◆ **Written task**:
Could you turn all the rows below into a Markdown table with two columns, No. and Text, giving each line its number under No. and the line itself under Text, and leaving out any blank lines?
****
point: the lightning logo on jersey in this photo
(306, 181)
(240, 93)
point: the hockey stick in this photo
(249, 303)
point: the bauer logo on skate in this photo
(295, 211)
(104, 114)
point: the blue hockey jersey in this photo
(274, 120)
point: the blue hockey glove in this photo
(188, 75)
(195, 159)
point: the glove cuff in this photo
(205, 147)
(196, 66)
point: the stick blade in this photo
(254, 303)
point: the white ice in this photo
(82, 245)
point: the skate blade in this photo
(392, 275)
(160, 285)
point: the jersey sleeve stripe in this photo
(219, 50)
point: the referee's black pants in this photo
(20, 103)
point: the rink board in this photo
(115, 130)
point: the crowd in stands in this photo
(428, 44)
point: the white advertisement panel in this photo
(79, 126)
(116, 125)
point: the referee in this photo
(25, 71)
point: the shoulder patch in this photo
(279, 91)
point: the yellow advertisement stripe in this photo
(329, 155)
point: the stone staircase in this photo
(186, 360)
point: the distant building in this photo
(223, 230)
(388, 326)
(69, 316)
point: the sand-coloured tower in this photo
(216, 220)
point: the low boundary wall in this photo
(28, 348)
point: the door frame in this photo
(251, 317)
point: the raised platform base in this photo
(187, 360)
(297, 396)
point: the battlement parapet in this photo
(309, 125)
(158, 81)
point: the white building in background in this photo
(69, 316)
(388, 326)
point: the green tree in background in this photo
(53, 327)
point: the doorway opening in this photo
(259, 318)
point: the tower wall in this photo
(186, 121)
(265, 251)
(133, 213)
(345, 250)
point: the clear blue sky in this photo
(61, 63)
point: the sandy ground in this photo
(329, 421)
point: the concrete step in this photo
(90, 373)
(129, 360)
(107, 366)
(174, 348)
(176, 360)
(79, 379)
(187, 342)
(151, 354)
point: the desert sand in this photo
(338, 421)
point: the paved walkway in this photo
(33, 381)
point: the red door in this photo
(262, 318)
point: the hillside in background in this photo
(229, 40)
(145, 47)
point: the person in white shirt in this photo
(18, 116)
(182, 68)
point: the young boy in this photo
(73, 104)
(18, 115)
****
◆ **Result**:
| No. | Text |
|---|---|
| 1 | point: the lightning logo on jersey in this photo |
| 2 | (306, 181) |
| 3 | (240, 93) |
| 4 | point: the hockey stick in this photo |
| 5 | (249, 303) |
| 6 | point: the bauer logo on skate in this photo |
| 7 | (295, 211) |
| 8 | (104, 114) |
| 9 | point: the blue hockey jersey in this photo |
| 10 | (274, 120) |
| 11 | point: the blue hockey glove in this photo |
| 12 | (188, 75) |
| 13 | (195, 159) |
| 14 | point: the glove cuff in this photo |
| 15 | (205, 147) |
| 16 | (196, 66) |
| 17 | point: the stick blade in this photo |
| 18 | (254, 303) |
| 19 | point: the white ice in this photo |
| 20 | (82, 245) |
| 21 | point: the skate blade in this photo |
| 22 | (392, 275) |
| 23 | (160, 285) |
| 24 | point: the jersey sleeve stripe in this photo |
| 25 | (219, 50) |
| 26 | point: the referee's black pants in this photo |
| 27 | (20, 103) |
| 28 | point: the rink board in this photo |
| 29 | (115, 130) |
| 30 | point: the crowd in stands in this photo |
| 31 | (428, 44) |
| 32 | point: the white advertisement panel in this photo |
| 33 | (79, 126) |
| 34 | (116, 125) |
| 35 | point: the referee in this photo |
| 36 | (25, 71) |
| 37 | point: the shoulder patch in this photo |
| 38 | (279, 91) |
| 39 | point: the yellow advertisement stripe in this photo |
| 40 | (329, 155) |
| 41 | point: the stone staircase in this photo |
| 42 | (186, 360) |
| 43 | point: the distant building in this photo |
| 44 | (223, 230) |
| 45 | (388, 326) |
| 46 | (69, 316) |
| 47 | point: the sand-coloured tower in this photo |
| 48 | (216, 220) |
| 49 | point: the low boundary wall in this photo |
| 50 | (28, 348) |
| 51 | point: the door frame in this photo |
| 52 | (251, 317) |
| 53 | point: the raised platform base in this photo |
| 54 | (187, 360) |
| 55 | (297, 396) |
| 56 | point: the battlement parapet in this photo |
| 57 | (309, 125) |
| 58 | (158, 81) |
| 59 | point: the white building in background in this photo |
| 60 | (69, 316) |
| 61 | (388, 326) |
| 62 | point: the green tree in background in this photo |
| 63 | (53, 327) |
| 64 | point: the doorway opening in this photo |
| 65 | (259, 318) |
| 66 | point: the tower wall in this photo |
| 67 | (186, 121) |
| 68 | (265, 251) |
| 69 | (133, 213) |
| 70 | (345, 250) |
| 71 | point: the clear blue sky in this photo |
| 72 | (61, 63) |
| 73 | point: the sandy ground in this photo |
| 74 | (329, 421) |
| 75 | point: the concrete step in this photo |
| 76 | (90, 373) |
| 77 | (129, 360) |
| 78 | (107, 366) |
| 79 | (174, 348) |
| 80 | (176, 360) |
| 81 | (79, 379) |
| 82 | (187, 342) |
| 83 | (151, 354) |
| 84 | point: the desert sand in this photo |
| 85 | (338, 421) |
| 86 | point: the paved walkway in this photo |
| 87 | (33, 381) |
| 88 | point: the red door in this photo |
| 89 | (262, 318) |
| 90 | point: the hillside in background in this photo |
| 91 | (229, 40) |
| 92 | (145, 47) |
| 93 | point: the person in white shirt in this photo |
| 94 | (18, 116) |
| 95 | (182, 68) |
| 96 | point: the young boy in this photo |
| 97 | (73, 104) |
| 98 | (18, 115) |